= WHAT THE TASK REQUIRES =
Copy every one of the following items word for word, without any changes.
┏━━
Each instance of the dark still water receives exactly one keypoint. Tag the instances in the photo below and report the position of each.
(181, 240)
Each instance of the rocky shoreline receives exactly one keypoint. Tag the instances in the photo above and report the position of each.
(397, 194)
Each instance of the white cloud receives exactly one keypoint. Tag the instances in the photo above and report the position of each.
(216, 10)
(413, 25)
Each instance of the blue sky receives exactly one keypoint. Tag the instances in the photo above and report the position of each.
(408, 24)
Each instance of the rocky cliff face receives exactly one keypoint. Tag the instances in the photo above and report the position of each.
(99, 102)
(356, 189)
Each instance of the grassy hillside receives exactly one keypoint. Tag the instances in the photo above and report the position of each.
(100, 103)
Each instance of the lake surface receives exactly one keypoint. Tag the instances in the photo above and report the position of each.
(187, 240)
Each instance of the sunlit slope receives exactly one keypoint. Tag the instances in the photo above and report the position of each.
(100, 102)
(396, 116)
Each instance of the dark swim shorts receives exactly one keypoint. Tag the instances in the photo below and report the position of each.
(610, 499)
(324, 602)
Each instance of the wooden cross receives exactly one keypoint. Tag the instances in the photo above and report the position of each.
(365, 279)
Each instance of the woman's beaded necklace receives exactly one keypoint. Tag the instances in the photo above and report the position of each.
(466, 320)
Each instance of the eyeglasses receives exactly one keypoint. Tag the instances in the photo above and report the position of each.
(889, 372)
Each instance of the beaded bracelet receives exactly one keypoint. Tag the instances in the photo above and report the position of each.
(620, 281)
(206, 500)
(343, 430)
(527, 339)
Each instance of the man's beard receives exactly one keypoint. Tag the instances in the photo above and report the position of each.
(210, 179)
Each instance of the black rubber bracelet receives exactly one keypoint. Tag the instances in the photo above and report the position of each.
┗━━
= SOLUTION TO THIS EXERCISE =
Each instance of the dark still water receives exactly one keypoint. Tag the instances in the photo below and report the position of each.
(181, 240)
Each instance of the rocky shoreline receives exactly one keypoint. Tag the instances in the photo above and report the position of each.
(397, 194)
Each instance of the white cloud receives exactly one keypoint. Tag the instances in the photo above and report the position of each.
(216, 10)
(413, 25)
Each instance of the blue sky receives exactly one keypoint. Tag the instances in the photo above and report the position of each.
(408, 24)
Each instance of the rocky cliff face receives exactly one keypoint. Tag the instances in the photo above and report the position of each.
(99, 102)
(356, 189)
Each instance of the grassy hillside receives exactly one keypoint. Tag the instances in the photo above and report the position of each.
(100, 103)
Each instance of the lake surface receives exactly one keypoint. Tag the instances in the photo above and report the position of each.
(187, 240)
Each instance of the sunlit slope receives exactly one keypoint. Tag the instances in the photo above and report the position of each.
(100, 102)
(396, 116)
Each instance of the dark swim shorts receives exactly one keypoint. Tag the instances in the photo below and report the position of each.
(610, 499)
(324, 602)
Each instance of the wooden cross receives exactly one keypoint. Tag the instances in the photo above and report the position of each.
(365, 279)
Each instance of the woman's beaded necklace receives exactly one keypoint. Tag the instances in the photo above and report the position of each.
(466, 320)
Each instance of the eyeglasses receives exactly one keypoint. Tag the instances in the photo above and report the position of each.
(889, 372)
Each instance of the beaded bracelet receives exactly one keypoint. Tag the instances in the photo above and report the position of each.
(620, 281)
(206, 500)
(343, 430)
(527, 339)
Each instance of the man's beard receives exactly one keypoint. Tag the instances in the photo above and report the position of each.
(210, 179)
Each instance of the black rubber bracelet receives exactly one keypoint. Tag the instances in the photo above and report the position of each.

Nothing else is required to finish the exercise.